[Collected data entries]
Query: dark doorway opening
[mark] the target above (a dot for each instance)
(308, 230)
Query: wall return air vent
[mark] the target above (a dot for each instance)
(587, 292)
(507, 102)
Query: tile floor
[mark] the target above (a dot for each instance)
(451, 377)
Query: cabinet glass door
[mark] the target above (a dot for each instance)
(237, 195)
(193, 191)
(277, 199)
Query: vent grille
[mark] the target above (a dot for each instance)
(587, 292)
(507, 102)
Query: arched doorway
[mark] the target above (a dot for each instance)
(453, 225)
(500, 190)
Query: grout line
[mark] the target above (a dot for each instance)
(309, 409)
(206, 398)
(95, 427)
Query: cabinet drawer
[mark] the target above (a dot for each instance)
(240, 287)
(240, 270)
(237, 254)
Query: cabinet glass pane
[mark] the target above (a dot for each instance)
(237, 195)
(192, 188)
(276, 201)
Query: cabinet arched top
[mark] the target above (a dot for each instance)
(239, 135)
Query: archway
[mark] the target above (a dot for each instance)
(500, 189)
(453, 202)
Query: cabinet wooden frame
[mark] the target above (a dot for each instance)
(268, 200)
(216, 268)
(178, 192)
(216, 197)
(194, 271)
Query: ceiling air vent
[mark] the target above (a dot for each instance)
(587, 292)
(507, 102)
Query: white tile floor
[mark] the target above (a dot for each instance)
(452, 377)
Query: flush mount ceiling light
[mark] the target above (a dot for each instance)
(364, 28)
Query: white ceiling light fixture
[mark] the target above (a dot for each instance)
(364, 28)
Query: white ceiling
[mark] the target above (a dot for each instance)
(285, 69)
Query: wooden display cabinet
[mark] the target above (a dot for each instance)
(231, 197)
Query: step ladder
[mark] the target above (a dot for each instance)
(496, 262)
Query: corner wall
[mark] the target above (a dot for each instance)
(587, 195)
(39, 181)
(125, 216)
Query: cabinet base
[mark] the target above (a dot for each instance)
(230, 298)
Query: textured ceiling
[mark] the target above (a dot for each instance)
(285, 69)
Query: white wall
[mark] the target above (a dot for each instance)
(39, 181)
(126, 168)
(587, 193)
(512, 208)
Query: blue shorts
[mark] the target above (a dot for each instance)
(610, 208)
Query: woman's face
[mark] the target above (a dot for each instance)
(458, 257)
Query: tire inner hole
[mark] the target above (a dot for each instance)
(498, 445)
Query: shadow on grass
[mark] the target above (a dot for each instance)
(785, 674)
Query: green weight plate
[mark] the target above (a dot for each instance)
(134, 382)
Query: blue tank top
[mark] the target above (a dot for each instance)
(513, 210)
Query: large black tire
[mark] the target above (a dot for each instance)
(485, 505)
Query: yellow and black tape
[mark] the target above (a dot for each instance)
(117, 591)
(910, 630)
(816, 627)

| Do this |
Reproduce every one of these items line for line, without any changes.

| Exercise result |
Query: dark doorway opening
[mark] the target above (a dot for each instance)
(308, 230)
Query: wall return air vent
[mark] the target above (a dot for each instance)
(587, 292)
(507, 102)
Query: tile floor
[mark] the target above (a dot for each instance)
(451, 377)
Query: cabinet glass door
[mark] the target above (a dot for each instance)
(237, 195)
(193, 191)
(277, 199)
Query: vent grille
[mark] the target above (a dot for each instance)
(587, 292)
(507, 102)
Query: arched doorway
[mark] the target above (a dot for each instance)
(453, 225)
(500, 190)
Query: grout line
[mark] the target above (a dot for each instance)
(309, 409)
(206, 398)
(95, 427)
Query: cabinet drawer
[mark] the target above (a dot for each instance)
(240, 287)
(240, 270)
(237, 254)
Query: cabinet glass pane
[mark] the target above (a dot for each instance)
(237, 195)
(192, 188)
(276, 201)
Query: cabinet arched top
[mark] the target above (a dot for each instance)
(239, 135)
Query: archway
[mark] the target above (a dot for each instance)
(500, 189)
(453, 202)
Query: cabinet wooden frame
[mark] the target above (a dot for each instance)
(268, 200)
(216, 268)
(178, 192)
(216, 197)
(194, 271)
Query: ceiling air vent
[mark] the target above (a dot for each instance)
(587, 292)
(507, 102)
Query: white tile floor
[mark] the target above (a dot for each instance)
(452, 377)
Query: flush mount ceiling light
[mark] the target above (a dot for each instance)
(364, 28)
Query: white ceiling light fixture
[mark] the target above (a dot for each instance)
(364, 28)
Query: white ceiling
[mark] the target above (a dot for each instance)
(285, 69)
Query: wooden display cabinet
[mark] the target above (a dot for each instance)
(231, 197)
Query: step ladder
[mark] the target above (a dot for each instance)
(496, 262)
Query: corner wall
[mark] the target above (a dot for each instance)
(587, 195)
(39, 181)
(125, 216)
Query: cabinet base
[mark] the target above (a dot for each instance)
(230, 298)
Query: textured ceiling
[mark] the target above (a dot for each instance)
(285, 69)
Query: white wall
[mark] the target above (a dot for each instance)
(39, 181)
(126, 168)
(587, 193)
(512, 208)
Query: blue shorts
[mark] the target above (a dot for each instance)
(610, 208)
Query: woman's face
[mark] the target above (a dot for each instance)
(458, 257)
Query: tire inner hole
[mark] the target above (a dot for each instance)
(498, 445)
Query: shadow on grass
[mark] the target above (a dot for each instance)
(785, 674)
Query: green weight plate
[mark] the target above (a dot for each instance)
(134, 382)
Query: blue tank top
[mark] the target above (a dot for each instance)
(513, 210)
Query: large black tire
[mark] the target above (a dot for each instance)
(485, 505)
Query: yellow and black tape
[mark] the target above (a dot for each instance)
(117, 591)
(910, 630)
(816, 627)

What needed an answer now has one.